= What the task requires =
Here the job is to transcribe only the lines from the one containing "Query: wood grain pattern" through the last line below, exactly as written; please leave out pictures.

★ ★ ★ ★ ★

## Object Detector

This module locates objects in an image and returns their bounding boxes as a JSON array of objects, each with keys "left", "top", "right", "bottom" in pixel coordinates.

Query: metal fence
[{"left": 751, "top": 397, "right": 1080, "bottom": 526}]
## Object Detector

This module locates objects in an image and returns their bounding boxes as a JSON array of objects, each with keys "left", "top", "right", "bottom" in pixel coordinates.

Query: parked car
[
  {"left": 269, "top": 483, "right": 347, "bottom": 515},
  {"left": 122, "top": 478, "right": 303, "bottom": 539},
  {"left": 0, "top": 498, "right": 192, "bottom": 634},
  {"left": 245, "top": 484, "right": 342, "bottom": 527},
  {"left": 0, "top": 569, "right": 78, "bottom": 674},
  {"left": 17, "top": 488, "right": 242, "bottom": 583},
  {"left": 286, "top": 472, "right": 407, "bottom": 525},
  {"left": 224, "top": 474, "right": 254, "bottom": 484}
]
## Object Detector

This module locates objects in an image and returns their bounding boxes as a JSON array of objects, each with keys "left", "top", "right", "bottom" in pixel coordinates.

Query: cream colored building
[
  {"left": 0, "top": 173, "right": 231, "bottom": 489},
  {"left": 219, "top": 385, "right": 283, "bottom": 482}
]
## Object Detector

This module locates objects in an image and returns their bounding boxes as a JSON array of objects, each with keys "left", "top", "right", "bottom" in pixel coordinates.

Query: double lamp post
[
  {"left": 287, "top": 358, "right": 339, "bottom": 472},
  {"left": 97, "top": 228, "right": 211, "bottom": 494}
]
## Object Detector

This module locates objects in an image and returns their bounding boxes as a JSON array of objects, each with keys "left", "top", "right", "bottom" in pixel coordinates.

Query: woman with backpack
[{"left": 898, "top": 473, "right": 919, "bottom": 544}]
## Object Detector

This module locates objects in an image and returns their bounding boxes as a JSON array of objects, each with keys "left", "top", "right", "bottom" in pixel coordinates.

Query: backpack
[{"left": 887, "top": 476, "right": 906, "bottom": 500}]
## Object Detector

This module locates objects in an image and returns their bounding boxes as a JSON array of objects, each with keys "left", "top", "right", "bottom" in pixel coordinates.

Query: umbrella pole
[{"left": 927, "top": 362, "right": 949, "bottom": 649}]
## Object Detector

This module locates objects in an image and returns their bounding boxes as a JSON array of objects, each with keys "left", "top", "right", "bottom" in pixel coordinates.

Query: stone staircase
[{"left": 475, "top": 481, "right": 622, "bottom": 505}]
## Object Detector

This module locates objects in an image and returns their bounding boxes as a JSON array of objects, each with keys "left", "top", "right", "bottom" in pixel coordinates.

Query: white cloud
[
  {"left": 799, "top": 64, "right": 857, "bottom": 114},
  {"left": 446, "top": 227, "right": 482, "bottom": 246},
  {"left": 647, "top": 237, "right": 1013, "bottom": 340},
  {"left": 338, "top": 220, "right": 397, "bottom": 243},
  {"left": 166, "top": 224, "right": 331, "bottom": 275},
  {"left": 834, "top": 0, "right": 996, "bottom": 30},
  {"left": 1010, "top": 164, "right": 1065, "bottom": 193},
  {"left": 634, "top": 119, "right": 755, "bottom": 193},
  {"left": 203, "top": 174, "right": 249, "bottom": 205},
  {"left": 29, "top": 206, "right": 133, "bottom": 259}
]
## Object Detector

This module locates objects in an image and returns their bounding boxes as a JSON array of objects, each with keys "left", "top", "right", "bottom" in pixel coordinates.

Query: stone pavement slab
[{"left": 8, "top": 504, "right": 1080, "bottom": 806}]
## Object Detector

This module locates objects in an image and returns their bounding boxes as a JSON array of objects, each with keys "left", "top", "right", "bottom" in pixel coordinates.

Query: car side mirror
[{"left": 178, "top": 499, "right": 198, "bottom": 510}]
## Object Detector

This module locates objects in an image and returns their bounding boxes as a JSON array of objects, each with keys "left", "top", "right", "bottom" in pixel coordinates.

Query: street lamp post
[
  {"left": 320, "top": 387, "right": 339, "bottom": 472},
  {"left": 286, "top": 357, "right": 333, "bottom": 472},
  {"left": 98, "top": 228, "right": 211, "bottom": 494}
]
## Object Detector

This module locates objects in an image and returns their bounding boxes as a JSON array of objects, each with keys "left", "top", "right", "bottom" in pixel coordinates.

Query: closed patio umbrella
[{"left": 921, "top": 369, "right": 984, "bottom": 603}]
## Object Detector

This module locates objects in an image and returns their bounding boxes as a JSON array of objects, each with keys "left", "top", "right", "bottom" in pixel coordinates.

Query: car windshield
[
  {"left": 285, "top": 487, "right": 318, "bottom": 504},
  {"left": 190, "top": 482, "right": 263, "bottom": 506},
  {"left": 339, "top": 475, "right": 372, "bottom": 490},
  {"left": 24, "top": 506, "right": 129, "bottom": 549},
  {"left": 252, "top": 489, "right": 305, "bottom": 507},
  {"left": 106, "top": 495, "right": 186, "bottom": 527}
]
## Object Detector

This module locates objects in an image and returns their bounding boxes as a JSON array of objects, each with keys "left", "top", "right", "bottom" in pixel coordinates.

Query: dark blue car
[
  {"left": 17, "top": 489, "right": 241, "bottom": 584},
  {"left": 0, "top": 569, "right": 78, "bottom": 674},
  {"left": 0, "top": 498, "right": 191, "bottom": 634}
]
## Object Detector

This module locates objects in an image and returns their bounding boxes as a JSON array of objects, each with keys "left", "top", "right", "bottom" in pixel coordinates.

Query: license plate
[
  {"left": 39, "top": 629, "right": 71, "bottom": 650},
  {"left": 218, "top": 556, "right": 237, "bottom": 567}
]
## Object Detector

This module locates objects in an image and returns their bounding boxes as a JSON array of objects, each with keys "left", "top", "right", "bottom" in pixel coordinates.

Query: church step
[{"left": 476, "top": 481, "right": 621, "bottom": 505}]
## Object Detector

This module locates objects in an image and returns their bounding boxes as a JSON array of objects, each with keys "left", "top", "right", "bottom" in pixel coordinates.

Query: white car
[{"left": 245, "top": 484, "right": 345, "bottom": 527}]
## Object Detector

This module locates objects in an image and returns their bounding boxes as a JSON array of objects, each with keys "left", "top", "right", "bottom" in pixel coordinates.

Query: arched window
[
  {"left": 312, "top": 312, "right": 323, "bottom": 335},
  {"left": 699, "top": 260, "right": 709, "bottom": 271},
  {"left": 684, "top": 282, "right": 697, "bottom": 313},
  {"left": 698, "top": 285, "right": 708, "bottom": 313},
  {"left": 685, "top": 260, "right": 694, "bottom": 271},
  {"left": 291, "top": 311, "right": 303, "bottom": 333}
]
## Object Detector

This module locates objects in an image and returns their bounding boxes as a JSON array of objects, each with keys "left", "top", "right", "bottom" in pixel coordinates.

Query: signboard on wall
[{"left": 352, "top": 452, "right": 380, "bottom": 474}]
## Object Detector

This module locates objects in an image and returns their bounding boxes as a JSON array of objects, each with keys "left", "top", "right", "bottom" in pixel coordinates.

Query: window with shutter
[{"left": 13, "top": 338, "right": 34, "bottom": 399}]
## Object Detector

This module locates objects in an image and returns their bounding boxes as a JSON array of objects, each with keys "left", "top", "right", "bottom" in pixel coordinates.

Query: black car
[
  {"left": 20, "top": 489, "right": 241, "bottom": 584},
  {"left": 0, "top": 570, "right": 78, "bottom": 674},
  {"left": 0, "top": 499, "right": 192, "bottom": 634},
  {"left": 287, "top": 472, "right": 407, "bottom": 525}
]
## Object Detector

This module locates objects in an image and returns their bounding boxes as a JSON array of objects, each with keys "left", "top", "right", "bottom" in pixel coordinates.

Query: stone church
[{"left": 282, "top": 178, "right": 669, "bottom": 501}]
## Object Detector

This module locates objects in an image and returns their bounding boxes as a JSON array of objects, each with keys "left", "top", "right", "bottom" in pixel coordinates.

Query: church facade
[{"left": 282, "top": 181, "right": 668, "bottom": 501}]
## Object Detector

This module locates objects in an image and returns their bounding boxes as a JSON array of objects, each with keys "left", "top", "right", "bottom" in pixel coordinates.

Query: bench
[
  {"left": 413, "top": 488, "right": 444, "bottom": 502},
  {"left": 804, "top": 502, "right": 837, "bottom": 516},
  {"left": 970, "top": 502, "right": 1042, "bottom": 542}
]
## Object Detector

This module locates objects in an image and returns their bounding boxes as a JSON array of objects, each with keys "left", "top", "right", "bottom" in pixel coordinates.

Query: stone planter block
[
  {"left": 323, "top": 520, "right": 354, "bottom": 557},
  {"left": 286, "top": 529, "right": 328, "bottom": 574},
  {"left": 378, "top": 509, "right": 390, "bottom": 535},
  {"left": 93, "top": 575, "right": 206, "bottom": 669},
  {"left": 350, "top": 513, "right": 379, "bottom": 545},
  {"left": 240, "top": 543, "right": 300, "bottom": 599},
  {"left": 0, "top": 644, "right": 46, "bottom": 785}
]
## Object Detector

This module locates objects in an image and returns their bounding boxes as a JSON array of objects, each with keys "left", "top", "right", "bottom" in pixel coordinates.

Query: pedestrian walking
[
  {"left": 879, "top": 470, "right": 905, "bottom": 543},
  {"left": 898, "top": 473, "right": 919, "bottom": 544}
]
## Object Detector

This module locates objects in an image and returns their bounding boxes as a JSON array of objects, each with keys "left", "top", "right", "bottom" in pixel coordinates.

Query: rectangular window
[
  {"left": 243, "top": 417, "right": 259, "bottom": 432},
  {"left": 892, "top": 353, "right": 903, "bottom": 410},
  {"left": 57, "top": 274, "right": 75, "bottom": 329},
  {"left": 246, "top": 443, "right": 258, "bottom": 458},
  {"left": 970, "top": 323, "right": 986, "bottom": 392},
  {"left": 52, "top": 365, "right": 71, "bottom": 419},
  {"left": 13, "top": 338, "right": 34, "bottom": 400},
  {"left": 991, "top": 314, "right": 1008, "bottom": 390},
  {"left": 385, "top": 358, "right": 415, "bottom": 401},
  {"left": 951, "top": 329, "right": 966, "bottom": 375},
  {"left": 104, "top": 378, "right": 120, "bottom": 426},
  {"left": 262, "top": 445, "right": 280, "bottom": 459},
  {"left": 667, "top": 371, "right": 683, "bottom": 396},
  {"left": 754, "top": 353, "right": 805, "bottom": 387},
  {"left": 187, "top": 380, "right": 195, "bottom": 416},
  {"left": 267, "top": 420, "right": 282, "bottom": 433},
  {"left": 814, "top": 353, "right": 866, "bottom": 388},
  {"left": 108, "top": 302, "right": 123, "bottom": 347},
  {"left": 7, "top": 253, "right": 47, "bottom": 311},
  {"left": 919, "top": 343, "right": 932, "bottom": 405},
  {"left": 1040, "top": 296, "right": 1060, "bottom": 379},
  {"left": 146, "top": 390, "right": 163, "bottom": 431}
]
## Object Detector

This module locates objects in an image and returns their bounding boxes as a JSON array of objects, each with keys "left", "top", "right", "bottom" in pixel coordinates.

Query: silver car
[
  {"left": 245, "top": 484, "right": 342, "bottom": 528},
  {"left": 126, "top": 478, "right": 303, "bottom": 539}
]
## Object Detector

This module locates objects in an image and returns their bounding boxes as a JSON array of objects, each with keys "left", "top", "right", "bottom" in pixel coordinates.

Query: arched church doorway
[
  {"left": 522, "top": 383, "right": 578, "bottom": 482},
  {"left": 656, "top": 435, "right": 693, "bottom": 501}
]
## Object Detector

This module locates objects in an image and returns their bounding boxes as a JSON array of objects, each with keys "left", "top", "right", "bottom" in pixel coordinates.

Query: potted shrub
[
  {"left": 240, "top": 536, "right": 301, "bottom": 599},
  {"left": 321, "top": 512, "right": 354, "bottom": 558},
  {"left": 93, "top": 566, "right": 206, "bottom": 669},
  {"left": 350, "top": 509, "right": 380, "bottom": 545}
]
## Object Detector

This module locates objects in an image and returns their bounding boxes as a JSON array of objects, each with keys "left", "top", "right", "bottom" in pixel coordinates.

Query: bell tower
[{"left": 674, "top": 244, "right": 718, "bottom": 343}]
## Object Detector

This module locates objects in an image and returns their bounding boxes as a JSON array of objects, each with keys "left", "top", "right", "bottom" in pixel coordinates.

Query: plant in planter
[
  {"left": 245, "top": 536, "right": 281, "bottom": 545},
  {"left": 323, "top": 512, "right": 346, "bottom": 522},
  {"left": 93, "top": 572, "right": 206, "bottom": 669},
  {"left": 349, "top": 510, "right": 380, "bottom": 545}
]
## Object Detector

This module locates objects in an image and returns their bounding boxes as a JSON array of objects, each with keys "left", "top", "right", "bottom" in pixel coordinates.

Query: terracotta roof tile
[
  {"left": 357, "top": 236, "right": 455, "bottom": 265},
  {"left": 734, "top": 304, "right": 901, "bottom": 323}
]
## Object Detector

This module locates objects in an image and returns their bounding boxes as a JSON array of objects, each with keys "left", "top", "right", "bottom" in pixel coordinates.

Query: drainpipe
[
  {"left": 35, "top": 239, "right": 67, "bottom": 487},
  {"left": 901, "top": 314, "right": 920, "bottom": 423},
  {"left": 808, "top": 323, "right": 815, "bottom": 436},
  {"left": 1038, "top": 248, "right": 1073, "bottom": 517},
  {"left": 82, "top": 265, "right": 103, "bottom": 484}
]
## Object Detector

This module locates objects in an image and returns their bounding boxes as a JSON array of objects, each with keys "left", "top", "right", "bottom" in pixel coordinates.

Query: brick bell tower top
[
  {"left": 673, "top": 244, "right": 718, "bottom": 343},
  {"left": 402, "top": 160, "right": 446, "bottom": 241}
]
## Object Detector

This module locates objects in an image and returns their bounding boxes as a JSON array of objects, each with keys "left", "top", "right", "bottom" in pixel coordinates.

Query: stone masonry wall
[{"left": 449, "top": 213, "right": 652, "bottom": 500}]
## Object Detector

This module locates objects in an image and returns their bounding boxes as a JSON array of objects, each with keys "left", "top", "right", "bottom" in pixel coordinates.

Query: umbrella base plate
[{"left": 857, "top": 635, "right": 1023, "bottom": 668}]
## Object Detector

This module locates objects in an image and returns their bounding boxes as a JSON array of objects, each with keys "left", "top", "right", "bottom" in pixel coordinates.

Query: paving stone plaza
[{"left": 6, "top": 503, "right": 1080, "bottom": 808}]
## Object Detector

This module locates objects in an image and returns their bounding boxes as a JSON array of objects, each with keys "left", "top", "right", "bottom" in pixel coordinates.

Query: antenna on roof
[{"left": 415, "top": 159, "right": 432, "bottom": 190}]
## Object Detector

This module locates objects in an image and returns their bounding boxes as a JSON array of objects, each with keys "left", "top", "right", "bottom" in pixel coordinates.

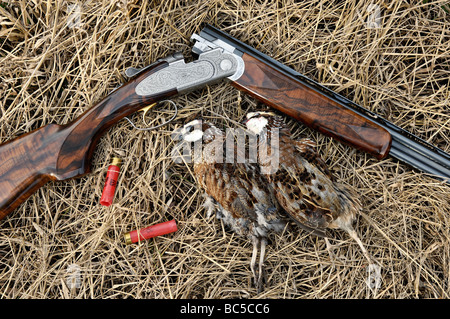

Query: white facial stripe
[
  {"left": 246, "top": 117, "right": 268, "bottom": 134},
  {"left": 183, "top": 129, "right": 203, "bottom": 142},
  {"left": 181, "top": 119, "right": 203, "bottom": 138}
]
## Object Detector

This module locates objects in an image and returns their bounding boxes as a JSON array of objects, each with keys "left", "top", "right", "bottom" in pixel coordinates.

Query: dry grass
[{"left": 0, "top": 0, "right": 449, "bottom": 299}]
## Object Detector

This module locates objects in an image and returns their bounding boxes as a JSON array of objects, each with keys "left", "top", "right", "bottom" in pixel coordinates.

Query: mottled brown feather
[
  {"left": 189, "top": 122, "right": 285, "bottom": 240},
  {"left": 254, "top": 114, "right": 361, "bottom": 237}
]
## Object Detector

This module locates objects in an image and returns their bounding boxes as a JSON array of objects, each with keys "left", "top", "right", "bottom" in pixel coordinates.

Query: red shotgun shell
[
  {"left": 124, "top": 220, "right": 177, "bottom": 244},
  {"left": 100, "top": 157, "right": 122, "bottom": 206}
]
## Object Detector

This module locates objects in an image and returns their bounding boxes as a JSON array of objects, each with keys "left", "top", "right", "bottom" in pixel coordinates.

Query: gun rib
[{"left": 389, "top": 135, "right": 450, "bottom": 183}]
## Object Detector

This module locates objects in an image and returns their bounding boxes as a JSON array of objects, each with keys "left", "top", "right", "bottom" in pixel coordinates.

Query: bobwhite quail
[{"left": 244, "top": 111, "right": 376, "bottom": 265}]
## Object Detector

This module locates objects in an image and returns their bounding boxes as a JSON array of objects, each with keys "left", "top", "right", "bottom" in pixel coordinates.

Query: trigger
[{"left": 139, "top": 103, "right": 157, "bottom": 124}]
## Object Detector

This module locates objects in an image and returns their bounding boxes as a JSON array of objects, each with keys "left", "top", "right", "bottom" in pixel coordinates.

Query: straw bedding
[{"left": 0, "top": 0, "right": 449, "bottom": 298}]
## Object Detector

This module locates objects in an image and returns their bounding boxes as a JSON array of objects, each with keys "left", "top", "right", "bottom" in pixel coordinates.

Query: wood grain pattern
[
  {"left": 232, "top": 53, "right": 392, "bottom": 159},
  {"left": 0, "top": 60, "right": 177, "bottom": 220}
]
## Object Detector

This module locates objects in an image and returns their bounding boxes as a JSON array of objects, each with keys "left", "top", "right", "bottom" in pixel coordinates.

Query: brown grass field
[{"left": 0, "top": 0, "right": 449, "bottom": 299}]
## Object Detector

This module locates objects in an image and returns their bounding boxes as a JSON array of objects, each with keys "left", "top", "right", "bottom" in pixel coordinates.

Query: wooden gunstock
[
  {"left": 232, "top": 53, "right": 392, "bottom": 158},
  {"left": 0, "top": 60, "right": 176, "bottom": 220}
]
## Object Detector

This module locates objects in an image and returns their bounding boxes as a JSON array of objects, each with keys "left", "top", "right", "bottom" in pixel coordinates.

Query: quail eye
[{"left": 187, "top": 126, "right": 195, "bottom": 133}]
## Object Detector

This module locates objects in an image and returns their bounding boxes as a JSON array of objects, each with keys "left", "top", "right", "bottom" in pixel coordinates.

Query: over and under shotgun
[{"left": 0, "top": 25, "right": 449, "bottom": 220}]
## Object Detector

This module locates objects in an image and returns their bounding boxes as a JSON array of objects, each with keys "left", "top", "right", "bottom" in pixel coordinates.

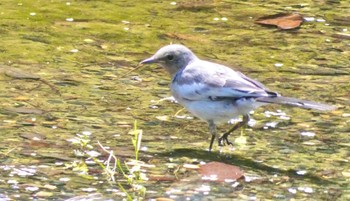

★ ★ ★ ★ ★

= Answer to the exercise =
Query: wood grain pattern
[
  {"left": 232, "top": 53, "right": 392, "bottom": 159},
  {"left": 0, "top": 60, "right": 177, "bottom": 220}
]
## Object Detector

This module locates objects in an image and returns their bounding boxes as a JSON array of objects, each with keys "left", "top", "right", "bottom" in pixel coordinates.

Query: brown grass field
[{"left": 0, "top": 0, "right": 449, "bottom": 299}]
## Object Detector

This module locates objects in an image and returns their bounding boxes as a JSON array of objects, each with keys "left", "top", "right", "bottom" in pixel coordinates.

Query: wooden gunstock
[
  {"left": 232, "top": 53, "right": 392, "bottom": 158},
  {"left": 0, "top": 60, "right": 176, "bottom": 220}
]
## Object Detector

This module locates objects in an image and returns their bounding boxes as a JSON array of objects, each with keys "left", "top", "right", "bottom" in pixel coordinates.

Query: quail eye
[{"left": 187, "top": 126, "right": 195, "bottom": 133}]
## Object Detector

This module locates objects in an image and returns their bounding boxes as a JSON array of objects, each with keys "left", "top", "right", "bottom" in pixel coordinates.

Query: over and under shotgun
[{"left": 0, "top": 25, "right": 449, "bottom": 220}]
## Object Detector

This module locates objects in an image and returns their bounding boxes as a JSON array of objects, each with keys "left", "top", "right", "bottom" in pixel coordinates.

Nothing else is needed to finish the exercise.